## Brano
·····

Ma il realismo, come lo intendiamo oggi in modo piuttosto ristretto, non è la sola cifra del film, che è attraversato da un senso di magia. Pensiamo al rito magico di Jettchen e Florinchen: rotolarsi nude nell'erba dopo aver cantato un'invocazione per mandar via una malattia della pelle: il bello è che funziona (questa magia del rito agreste e pagano si rispecchia nella magia del racconto di Jakob sul Brasile, che lui enuncia a loro subito dopo). Oppure: sulla lettura di una pagina d'un libro di viaggi circa un uomo che gli indiani brasiliani accusano di “chiamare il vento”, ecco che si scatena un colpo di vento e i cavalli prendono la fuga. Dire romanzo, dunque, non basta, perché bisogna stabilire di quale tipo. Qui siamo interamente nell'ambito del romanticismo tedesco – al quale mi sembra rimandare la stessa parola Sehnsucht. Sotto la sensazione di realtà della minuziosa descrizione della vita materiale dei contadini del 1842 serpeggia il sentimento cosmico,magico e panico, delle forze profonde della natura e dell'anima. E infatti vediamo ne L'altra Heimat una sconvolgente potenza “murnauiana” dell'immagine della natura, quale la troviamo ben poche volte nel cinema contemporaneo: per esempio il Godard di Je vous salue, Marie, il Malick de I giorni del cielo, lo Zhang Yimou di Sorgo rosso. Un sentimento romantico rispecchiato nel protagonista: non basta forse leggere le belle righe di Ladislao Mittner sull'uomo romantico (Storia della letteratura tedesca, II) per ritrovare Jakob fatto e finito?
Non stupisce quindi che alla base del diario di Jakob stia la concezione del ritorno di tutte le cose: la freccia che ritorna nella mano dell'arciere: “Così inseguo la freccia del tempo e il respiro di mia madre”. Altrove scrive: “Non si vive una volta sola”. Questo è consistente con quell'idea del tempo che ritorna su se stesso che a ben vedere è intrinseco a tutto il gigantesco progetto Heimatdi Reitz.

·····

## Consegne
- a) Riscrivi la parte del brano su L'altra Heimat compresa tra "Non stupisce quindi" e "progetto Heimatdi Reitz.", estremi inclusi, sostituendo "freccia" con "lancia".
- b) Indica se ciascuna affermazione concorda con il brano su L'altra Heimat e riporta le parole del brano che lo decidono: (i) il rito di Jettchen e Florinchen funziona; (ii) nel diario Jakob scrive che si vive una volta sola; (iii) il film si colloca nell'ambito del romanticismo francese.

## Dati
·····

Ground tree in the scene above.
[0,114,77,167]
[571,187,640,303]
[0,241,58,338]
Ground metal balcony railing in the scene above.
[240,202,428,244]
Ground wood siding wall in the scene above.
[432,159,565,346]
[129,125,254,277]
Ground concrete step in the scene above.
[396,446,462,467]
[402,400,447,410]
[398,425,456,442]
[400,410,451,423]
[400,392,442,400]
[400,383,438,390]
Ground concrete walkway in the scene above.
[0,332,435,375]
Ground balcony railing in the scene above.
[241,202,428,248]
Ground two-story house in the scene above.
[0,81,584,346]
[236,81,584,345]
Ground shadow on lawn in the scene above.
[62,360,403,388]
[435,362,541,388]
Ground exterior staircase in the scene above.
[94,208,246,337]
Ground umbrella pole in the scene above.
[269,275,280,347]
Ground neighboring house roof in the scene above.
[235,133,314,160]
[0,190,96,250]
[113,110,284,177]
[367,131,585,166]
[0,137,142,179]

·····

## Soluzioni
- a)
Non stupisce quindi che alla base del diario di Jakob stia la concezione del ritorno di tutte le cose: la lancia che ritorna nella mano dell'arciere: “Così inseguo la lancia del tempo e il respiro di mia madre”. Altrove scrive: “Non si vive una volta sola”. Questo è consistente con quell'idea del tempo che ritorna su se stesso che a ben vedere è intrinseco a tutto il gigantesco progetto Heimatdi Reitz.

- b)
(i) Sì: "il bello è che funziona".
(ii) No: "Non si vive una volta sola".
(iii) No: "Qui siamo interamente nell'ambito del romanticismo tedesco".